● **WHAT IS REQUIRED**: Without including any pictures, write out all the entries exactly.

___ DATA SUPPLIED

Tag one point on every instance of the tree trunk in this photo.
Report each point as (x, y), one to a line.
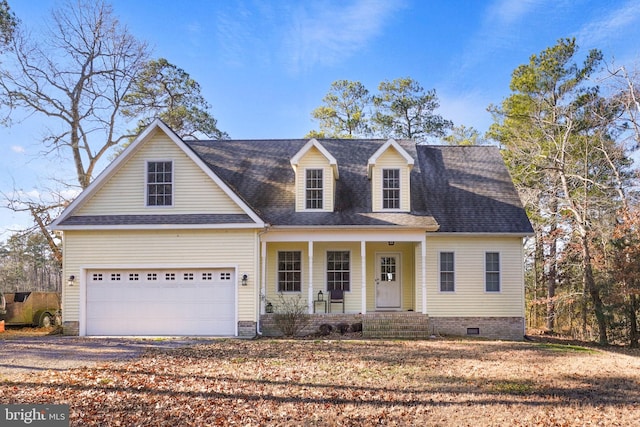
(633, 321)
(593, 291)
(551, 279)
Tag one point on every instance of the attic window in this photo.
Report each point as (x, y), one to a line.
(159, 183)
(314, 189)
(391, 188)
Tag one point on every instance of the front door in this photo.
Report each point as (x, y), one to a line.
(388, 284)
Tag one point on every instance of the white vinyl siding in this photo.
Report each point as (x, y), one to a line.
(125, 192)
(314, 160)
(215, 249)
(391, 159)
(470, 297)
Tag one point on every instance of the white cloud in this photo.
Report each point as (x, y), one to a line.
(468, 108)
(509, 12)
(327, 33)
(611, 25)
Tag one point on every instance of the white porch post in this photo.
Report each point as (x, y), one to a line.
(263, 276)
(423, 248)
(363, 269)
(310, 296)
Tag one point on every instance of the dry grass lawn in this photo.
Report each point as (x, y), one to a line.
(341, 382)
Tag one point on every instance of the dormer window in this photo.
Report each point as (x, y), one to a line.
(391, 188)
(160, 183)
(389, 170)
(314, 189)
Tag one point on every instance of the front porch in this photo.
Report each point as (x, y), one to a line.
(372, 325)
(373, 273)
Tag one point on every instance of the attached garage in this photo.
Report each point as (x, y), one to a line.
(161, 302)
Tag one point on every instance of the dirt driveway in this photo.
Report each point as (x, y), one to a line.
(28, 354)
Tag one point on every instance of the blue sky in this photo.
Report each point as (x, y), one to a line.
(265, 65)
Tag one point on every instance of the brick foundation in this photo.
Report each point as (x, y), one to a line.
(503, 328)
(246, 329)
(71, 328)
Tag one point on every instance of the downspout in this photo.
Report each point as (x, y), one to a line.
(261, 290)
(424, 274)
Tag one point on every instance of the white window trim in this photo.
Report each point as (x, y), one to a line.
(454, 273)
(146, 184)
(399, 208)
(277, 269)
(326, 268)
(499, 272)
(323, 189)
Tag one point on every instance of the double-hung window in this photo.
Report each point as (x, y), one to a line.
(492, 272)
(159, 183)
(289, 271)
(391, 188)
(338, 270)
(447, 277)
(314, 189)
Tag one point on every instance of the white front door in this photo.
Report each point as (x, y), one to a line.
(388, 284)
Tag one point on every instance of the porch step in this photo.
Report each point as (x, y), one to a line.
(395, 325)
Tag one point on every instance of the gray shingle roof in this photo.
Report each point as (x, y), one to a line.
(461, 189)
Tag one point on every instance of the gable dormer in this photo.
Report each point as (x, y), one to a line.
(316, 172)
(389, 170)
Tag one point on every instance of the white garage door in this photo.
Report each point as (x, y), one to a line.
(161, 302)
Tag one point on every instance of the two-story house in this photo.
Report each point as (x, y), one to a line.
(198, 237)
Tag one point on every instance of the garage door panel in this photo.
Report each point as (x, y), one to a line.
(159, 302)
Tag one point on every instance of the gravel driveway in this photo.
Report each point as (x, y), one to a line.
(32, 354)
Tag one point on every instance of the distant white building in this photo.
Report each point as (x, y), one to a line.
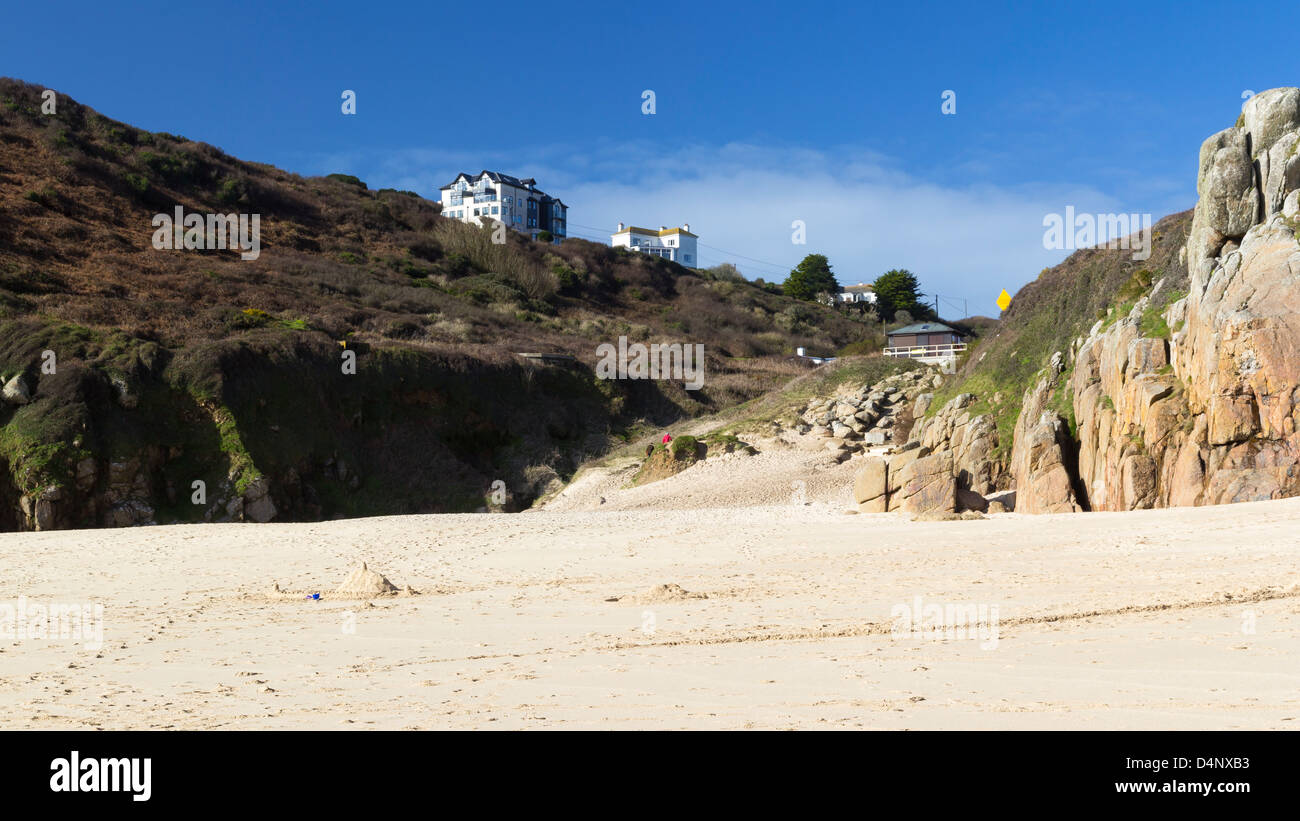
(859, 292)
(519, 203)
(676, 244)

______

● **SOLVED EXERCISE**:
Tag one point on every instance of the tree trunk in this photo.
Report each point as (x, y), one to a line.
(633, 321)
(593, 291)
(551, 279)
Tag one point on every instance of the attic window in this photo.
Report each point as (x, y), one to a line.
(159, 183)
(314, 189)
(391, 188)
Tag one point on every instance of the front door in this photo.
Report each point as (x, y), one to a line.
(388, 284)
Tag one point on every instance of the white vinyl siding in this photo.
Report each point as (x, y), one to a line.
(125, 192)
(314, 160)
(215, 249)
(391, 159)
(470, 297)
Tag one point on every instance of the white cloud in this photo.
Report each point as (x, y), one to a line.
(468, 108)
(509, 12)
(327, 33)
(611, 25)
Tag one point on every instance of the white porch post in this photo.
Report each point as (x, y), one to a line.
(263, 276)
(423, 248)
(363, 269)
(310, 296)
Tag one point on every instance of the dry grass lawn in this photo.
Report each point as (x, y), one to a line.
(341, 382)
Tag one point on every instance of the dormer window in this photo.
Report each point as (x, y), one to a line.
(391, 188)
(160, 183)
(389, 170)
(314, 189)
Tag one point on every instance of the front porch in this photo.
Report each point as (x, y), one to a line.
(372, 325)
(373, 273)
Tag one point on every instance of the attached garage in this photo.
Report each point as (x, y), one to a line.
(161, 302)
Tag one point on every instance of the dirt driveway in this photo.
Report each point as (x, y), one to a line.
(28, 354)
Tag one point on every instance of the blue sky in this photo.
Report each point as (x, y), one to a line.
(265, 65)
Tag one point on every instance of the brick foundation in this photo.
Report each point as (x, y), one to a line.
(503, 328)
(246, 329)
(71, 328)
Tag one point on every instance of the downspout in this photo.
Report each point as (x, y), one to a line.
(261, 290)
(424, 274)
Tag one point on every instance of the white window trim in this photo.
Report each point as (x, y), one to a line.
(454, 273)
(146, 184)
(399, 208)
(277, 269)
(326, 268)
(499, 272)
(323, 189)
Tag one point on every instance of the double-hung window in this photo.
Report each point as (x, y), one to a line.
(492, 272)
(159, 183)
(289, 271)
(391, 188)
(338, 270)
(447, 277)
(314, 189)
Tag one point on every instance of the white front door in this photo.
Report each point as (x, y), one to a line.
(388, 284)
Tag one point on every instance of the porch step in this photo.
Report each point as (x, y), one to a line.
(395, 325)
Tag one point on every instance of the gray shingle roof in this photo.
Report each point as (x, y), one to a line.
(461, 189)
Tag one point on every instance of the gable dormer in this photo.
Report each point as (x, y), one to a line.
(316, 172)
(389, 170)
Tag one point on every instance of the white garage door in this photo.
Report each point as (x, y), one to a line.
(161, 302)
Tag one point on every instance of the two-story house in this photo.
Report each point as (x, y), one to a line.
(198, 237)
Tag one point on every instance of the garage door panel in this photo.
Report each point as (x, y), one to a line.
(159, 302)
Tag one point on every instance of the gravel driveway in this photo.
Report each point as (x, y), one to a line.
(32, 354)
Tag one point on every instance of the distant white building in this photo.
Report each point as (x, y), one to a line.
(859, 292)
(519, 203)
(676, 244)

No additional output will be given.